DATA PROVIDED
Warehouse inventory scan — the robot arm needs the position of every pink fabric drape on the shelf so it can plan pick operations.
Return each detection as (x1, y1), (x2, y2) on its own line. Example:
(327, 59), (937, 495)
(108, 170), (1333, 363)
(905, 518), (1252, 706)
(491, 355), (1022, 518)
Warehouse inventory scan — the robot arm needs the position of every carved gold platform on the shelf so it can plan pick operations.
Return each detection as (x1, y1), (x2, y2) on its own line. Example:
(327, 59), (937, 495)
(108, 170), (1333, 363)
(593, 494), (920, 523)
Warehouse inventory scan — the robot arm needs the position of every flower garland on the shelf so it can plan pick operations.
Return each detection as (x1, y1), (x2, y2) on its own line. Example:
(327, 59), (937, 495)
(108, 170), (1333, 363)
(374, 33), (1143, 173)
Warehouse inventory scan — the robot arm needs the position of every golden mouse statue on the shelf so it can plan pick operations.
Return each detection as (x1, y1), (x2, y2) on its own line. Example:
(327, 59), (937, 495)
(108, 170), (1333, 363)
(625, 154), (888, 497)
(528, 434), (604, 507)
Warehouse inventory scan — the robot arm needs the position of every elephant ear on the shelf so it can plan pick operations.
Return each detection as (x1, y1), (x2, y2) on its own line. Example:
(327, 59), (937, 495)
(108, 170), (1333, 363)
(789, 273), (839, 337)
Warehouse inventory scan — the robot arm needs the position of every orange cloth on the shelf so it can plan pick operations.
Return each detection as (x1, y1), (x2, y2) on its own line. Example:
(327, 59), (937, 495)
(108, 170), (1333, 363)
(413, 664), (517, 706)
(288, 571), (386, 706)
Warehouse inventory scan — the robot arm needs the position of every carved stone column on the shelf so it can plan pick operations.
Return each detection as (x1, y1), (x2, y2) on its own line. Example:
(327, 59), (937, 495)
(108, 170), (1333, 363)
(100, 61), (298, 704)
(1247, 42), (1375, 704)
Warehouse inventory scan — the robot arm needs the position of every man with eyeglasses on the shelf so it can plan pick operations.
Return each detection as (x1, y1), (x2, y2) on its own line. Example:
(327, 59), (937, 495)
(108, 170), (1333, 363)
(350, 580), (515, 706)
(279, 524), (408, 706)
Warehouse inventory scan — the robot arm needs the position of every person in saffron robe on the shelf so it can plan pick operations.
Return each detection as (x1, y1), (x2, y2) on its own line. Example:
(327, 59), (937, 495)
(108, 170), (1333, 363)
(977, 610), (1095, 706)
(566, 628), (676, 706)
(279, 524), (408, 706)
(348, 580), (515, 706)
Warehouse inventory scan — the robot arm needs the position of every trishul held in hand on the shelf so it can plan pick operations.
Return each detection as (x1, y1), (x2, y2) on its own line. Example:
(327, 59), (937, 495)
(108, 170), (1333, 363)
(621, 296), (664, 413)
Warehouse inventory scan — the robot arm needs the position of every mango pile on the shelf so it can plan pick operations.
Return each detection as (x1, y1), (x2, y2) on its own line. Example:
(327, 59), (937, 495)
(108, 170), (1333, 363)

REQUIREMENT
Reproduce every record above exactly as it appears.

SOLUTION
Warehouse inventory scan — the robot arm needs the position of every pink fabric drape on the shelf so it can plan pick operations.
Return each detection as (x1, y1), (x2, y2) on its own line. Example:
(327, 59), (937, 495)
(108, 170), (1333, 363)
(905, 518), (1252, 706)
(491, 355), (1022, 518)
Warehouse inventory scan — the robot arm needs the position of every carved gold platform on the shelf so it can plan pick operations.
Return each detection as (x1, y1), (x2, y2) on its own line. Example:
(327, 59), (937, 495)
(108, 170), (1333, 363)
(593, 494), (920, 523)
Warehouse inventory scan — the robot arm needs the position of every flower garland on the shelf so it can plan pick operations.
Return each detection as (x1, y1), (x2, y2) on its own line. Example:
(327, 59), (937, 495)
(108, 170), (1333, 363)
(374, 33), (1143, 173)
Warehouse inventory scan — the robot arm needs the position of every golden mouse statue on the shelf so it can plan pick operations.
Return each detection as (x1, y1), (x2, y2) on its own line. Example:
(327, 59), (937, 495)
(108, 170), (1333, 363)
(625, 154), (888, 497)
(528, 434), (604, 507)
Warehouse inventory scan — the robot arm needs the position of every elephant ear on the shelf so it can plan pick operations.
Return each detection as (x1, y1), (x2, y2) on its own line. Example:
(327, 59), (937, 495)
(108, 170), (1333, 363)
(789, 273), (839, 337)
Warehouse inventory scan — the robot arm needs the position of every orange cloth on the shelf so it can plan pick operations.
Return each detection as (x1, y1), (x2, y2) on its own line. Example:
(327, 59), (937, 495)
(108, 170), (1333, 363)
(413, 664), (517, 706)
(288, 571), (386, 706)
Warehouse inventory scan — the robot arm needs the position of every carved stone column on the shelf so it can plan pick operations.
Return each detection as (x1, y1), (x2, y2) on its own line. Example:
(327, 59), (937, 495)
(108, 170), (1333, 363)
(100, 61), (298, 704)
(1247, 42), (1375, 704)
Warehouse inventory scan — the robot arm needs the position of every man with eyeglasses on the shelf so it can plan pick operations.
Return each detection as (x1, y1), (x2, y2) on its own line. Example:
(327, 59), (937, 495)
(108, 170), (1333, 363)
(350, 580), (515, 706)
(279, 524), (408, 706)
Warehouse inventory scan — the robot arm needs the position of every person in saffron robe on the shelf so it can plan pick operations.
Return each detection as (x1, y1), (x2, y2) on its own line. Example:
(327, 59), (937, 495)
(108, 170), (1333, 363)
(977, 610), (1095, 706)
(566, 628), (676, 706)
(279, 524), (408, 706)
(348, 580), (515, 706)
Warehouse inventory scan — the robot arm needs the position of every trishul held in hand on the shelf so it can plan pick operations.
Return each detection as (x1, y1), (x2, y2) on its own line. Example:
(327, 59), (937, 495)
(108, 170), (1333, 363)
(621, 296), (664, 413)
Warehouse inventory scan — the robot arm needs the position of every mango pile on the shelf so it can plan pick operations.
Return each detection as (x1, y1), (x2, y2) on its own line. Example:
(327, 59), (937, 495)
(108, 170), (1333, 363)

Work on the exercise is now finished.